这是一道系列题,这次主要是先写1,2和Best Time to Buy and Sell Stock with Cooldown
Best Time to Buy and Sell Stock
Description
Say you have an array for which the ith element is the price of a given stock on day i. If you were only permitted to complete at most one transaction (ie, buy one and sell one share of the stock), design an algorithm to find the maximum profit.
Example 1:
Input: [7, 1, 5, 3, 6, 4] Output: 5 max. difference = 6-1 = 5 (not 7-1 = 6, as selling price needs to be larger than buying price)
Example 2:
Input: [7, 6, 4, 3, 1] Output: 0 In this case, no transaction is done, i.e. max profit = 0.
解题思路
题目的tag为dp算法,其实我们可以用贪心的思想解决这道题,想得到最多的钱,即再找到最小的值前是否存在一个最大的值,那么我们可以考虑到连续和的问题,如果连续和大于0,我们可以继续增加连续和的数组长度,如果<0,那么就置0,所以这道题可以说是连续和的变形,只不过求的不单纯是a[i] + a[i-1] 而是sum += a[i]-a[i-1],以求得中间差值最小
Solution
class Solution {
/**
* This problem is same as max subarray;
* just different in curMax+= prices[i] - prices[i-1],because we want to calculate the max diff,not the max sum
*/
public:
int maxProfit(vector<int>& prices) {
int curMax = 0,curProfit = 0;
for(int i=1;i<prices.size();++i){
curMax = max(0,curMax+= prices[i] - prices[i-1]);
curProfit = max(curProfit,curMax);
}
return curProfit;
}
};
Best Time to Buy and Sell Stock II
Description
Say you have an array for which the ith element is the price of a given stock on day i.

所示材料:
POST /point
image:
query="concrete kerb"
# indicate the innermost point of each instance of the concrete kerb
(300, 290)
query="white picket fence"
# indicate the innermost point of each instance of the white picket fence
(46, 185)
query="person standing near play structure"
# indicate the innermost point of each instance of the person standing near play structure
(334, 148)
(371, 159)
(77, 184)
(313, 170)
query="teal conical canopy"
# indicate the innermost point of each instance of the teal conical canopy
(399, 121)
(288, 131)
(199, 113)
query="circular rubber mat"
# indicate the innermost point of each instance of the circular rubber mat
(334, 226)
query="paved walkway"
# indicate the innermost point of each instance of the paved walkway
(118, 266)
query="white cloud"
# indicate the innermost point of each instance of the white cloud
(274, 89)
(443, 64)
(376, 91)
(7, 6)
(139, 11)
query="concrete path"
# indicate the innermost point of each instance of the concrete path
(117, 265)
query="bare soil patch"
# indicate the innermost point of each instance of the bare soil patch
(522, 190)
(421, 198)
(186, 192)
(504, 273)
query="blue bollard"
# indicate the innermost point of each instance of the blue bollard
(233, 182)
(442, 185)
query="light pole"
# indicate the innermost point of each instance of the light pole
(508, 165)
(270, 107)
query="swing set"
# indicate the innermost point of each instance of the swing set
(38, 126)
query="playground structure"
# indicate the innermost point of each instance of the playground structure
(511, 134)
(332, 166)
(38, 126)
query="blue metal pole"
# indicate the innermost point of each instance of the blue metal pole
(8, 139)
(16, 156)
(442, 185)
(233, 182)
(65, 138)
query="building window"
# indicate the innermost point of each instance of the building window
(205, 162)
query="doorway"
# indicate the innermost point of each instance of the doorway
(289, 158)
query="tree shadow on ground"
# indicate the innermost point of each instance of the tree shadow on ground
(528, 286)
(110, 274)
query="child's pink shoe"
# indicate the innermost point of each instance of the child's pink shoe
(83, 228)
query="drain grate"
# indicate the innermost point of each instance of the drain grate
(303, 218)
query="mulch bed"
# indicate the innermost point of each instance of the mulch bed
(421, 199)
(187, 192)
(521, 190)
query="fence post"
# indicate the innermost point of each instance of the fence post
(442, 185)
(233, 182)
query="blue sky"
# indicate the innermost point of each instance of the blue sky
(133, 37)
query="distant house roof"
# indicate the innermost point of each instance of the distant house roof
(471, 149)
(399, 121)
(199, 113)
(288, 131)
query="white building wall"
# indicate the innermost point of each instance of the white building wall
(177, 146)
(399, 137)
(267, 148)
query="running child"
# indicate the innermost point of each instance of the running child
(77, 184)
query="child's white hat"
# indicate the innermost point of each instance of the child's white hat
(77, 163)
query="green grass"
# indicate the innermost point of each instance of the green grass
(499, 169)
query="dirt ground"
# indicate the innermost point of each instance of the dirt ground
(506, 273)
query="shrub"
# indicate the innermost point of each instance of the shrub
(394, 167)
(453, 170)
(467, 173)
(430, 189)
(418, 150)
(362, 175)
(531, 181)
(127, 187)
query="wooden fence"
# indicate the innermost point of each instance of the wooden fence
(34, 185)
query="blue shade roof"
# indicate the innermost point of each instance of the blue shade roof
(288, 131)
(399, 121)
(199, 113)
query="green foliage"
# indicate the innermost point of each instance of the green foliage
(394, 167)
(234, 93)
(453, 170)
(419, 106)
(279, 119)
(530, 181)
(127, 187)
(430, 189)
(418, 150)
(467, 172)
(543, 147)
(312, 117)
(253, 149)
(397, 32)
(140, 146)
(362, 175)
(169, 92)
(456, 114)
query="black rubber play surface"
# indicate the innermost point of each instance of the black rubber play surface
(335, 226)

任务说明 A:
请根据这篇股票买卖题解回答下列问题，每题一行，并按相同编号作答：
(i) Example 1 给出的 Output 是多少？
(ii) 解题思路中说这道题的 tag 是什么算法？
(iii) 代码注释说这道题与哪个问题相同？
任务说明 B:
请接着这篇股票买卖题解的最后一句往下续写。

参考答案 A:
(i) 5
(ii) dp算法
(iii) max subarray

参考答案 B:
Design an algorithm to find the maximum profit. You may complete as many transactions as you like (ie, buy one and sell one share of the stock multiple times). However, you may not engage in multiple transactions at the same time (ie, you must sell the stock before you buy again).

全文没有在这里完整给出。